• _Document section_
━━━

From the Front Lines: Lessons on Care Coordination

CHI, to learn how care coordination occurs on the front lines of the Colorado Medicaid Accountable Care Collaborative (ACC), conducted more than  20 key informant interviews with health care providers, care coordinators and Regional Care Collaborative Organization (RCCO) executives. The findings were presented at CHI’s second Safety Net Advisory Committee (SNAC) Lab on June 28. CHI documented three ways care coordination is being implemented:

  • Assembling multidisciplinary care coordination teams.

Care coordinators often come from diverse disciplines, including medicine, social work, behavioral and public health. The breadth of experience on a care coordination team may help patients who have complex medical as well as social supports needs. Care coordinators may talk to patients via telephone, meet them at their medical home or even visit them at their residence. The trust they build with patients is crucial to promoting better health outcomes.

  • Practicing targeted scheduling.

Care coordinators, including social and behavioral health workers, may have regular office hours at a medical home. This allows a patient to be scheduled for an appointment when both their medical and social supports needs can be addressed. For example, a diabetic patient needing housing assistance may be scheduled for her check-up at her medical home when a social worker is available. Targeted scheduling improves efficiency by treating disparate health factors in one place during the same appointment.

  • Combining data resources.

━━━

• _Supplied entries_
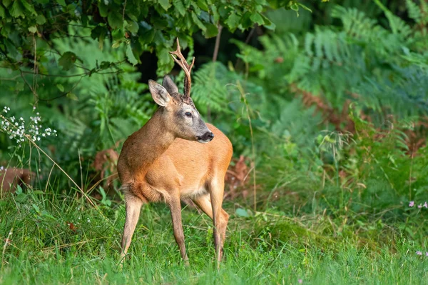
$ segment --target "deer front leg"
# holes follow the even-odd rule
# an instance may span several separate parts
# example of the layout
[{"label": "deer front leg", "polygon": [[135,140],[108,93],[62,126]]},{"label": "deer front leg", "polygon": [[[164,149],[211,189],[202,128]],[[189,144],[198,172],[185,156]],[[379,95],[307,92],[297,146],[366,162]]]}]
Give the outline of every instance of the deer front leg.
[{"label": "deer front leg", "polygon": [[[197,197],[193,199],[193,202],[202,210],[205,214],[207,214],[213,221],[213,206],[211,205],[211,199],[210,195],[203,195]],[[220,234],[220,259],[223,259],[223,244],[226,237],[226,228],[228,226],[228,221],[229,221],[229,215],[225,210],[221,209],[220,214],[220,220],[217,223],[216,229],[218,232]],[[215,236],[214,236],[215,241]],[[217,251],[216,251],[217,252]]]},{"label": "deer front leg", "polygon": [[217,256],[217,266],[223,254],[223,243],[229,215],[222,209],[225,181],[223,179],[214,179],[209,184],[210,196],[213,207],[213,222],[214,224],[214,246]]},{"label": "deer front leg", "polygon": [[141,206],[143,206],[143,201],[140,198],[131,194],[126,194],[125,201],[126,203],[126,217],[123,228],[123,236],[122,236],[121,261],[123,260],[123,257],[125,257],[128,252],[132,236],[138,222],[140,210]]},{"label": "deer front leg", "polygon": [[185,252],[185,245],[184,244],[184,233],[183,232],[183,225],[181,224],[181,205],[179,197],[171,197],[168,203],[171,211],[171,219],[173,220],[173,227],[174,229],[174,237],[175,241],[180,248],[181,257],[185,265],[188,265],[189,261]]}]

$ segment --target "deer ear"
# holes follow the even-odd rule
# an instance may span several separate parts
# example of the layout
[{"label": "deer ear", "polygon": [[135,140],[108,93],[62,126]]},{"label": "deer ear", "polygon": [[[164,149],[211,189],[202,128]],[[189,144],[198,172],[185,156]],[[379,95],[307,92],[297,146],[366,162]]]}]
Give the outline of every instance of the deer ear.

━━━

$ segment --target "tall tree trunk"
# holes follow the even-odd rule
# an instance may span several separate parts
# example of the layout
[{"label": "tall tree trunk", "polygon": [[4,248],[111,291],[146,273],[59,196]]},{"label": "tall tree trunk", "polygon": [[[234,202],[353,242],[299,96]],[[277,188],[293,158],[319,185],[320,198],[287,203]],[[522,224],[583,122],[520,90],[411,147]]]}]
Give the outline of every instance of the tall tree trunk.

━━━

• _Work to complete_
Go on with the text on care coordination in the Colorado Medicaid program from the point where it stops. The rows play no part in what follows.

• _Answer below_
The ACC is data driven. RCCOs use data provided by the Statewide Data and Analytics Contractor (SDAC) to learn a patient’s history, categorize patients into risk tiers and respond to patient behaviors. However, the data, which originates from Medicaid claims, is not available in real time.  If a patient visited the emergency department yesterday, care coordinators may not learn of the incident for months. But many RCCOs and PCMPs are building relationships and combining data resources to fill the data gap. By establishing trust and data sharing agreements with other providers, hospitals, mental health clinics and other facilities, care coordinators have an enhanced ability to know where their patients are presenting and more effectively intervene.

The ACC completed its pilot year last month and entered a new phase in July to enhance the incentives for RCCOs and PCMPs to achieve metric goals, such as decreasing emergency department use, hospital readmissions and high cost imaging. During the pilot year, the Department of Health Care Policy and Financing provided RCCOs and PCMPs with per member, per month (PMPM) payments to finance care coordination and medical home services. Beginning this month, one dollar from the PMPM payments will be withheld to create a bonus pool that rewards RCCOs and PCMPs that meet metric goals.

CHI will analyze how this payment structure affects Colorado’s on-the-ground care coordination efforts.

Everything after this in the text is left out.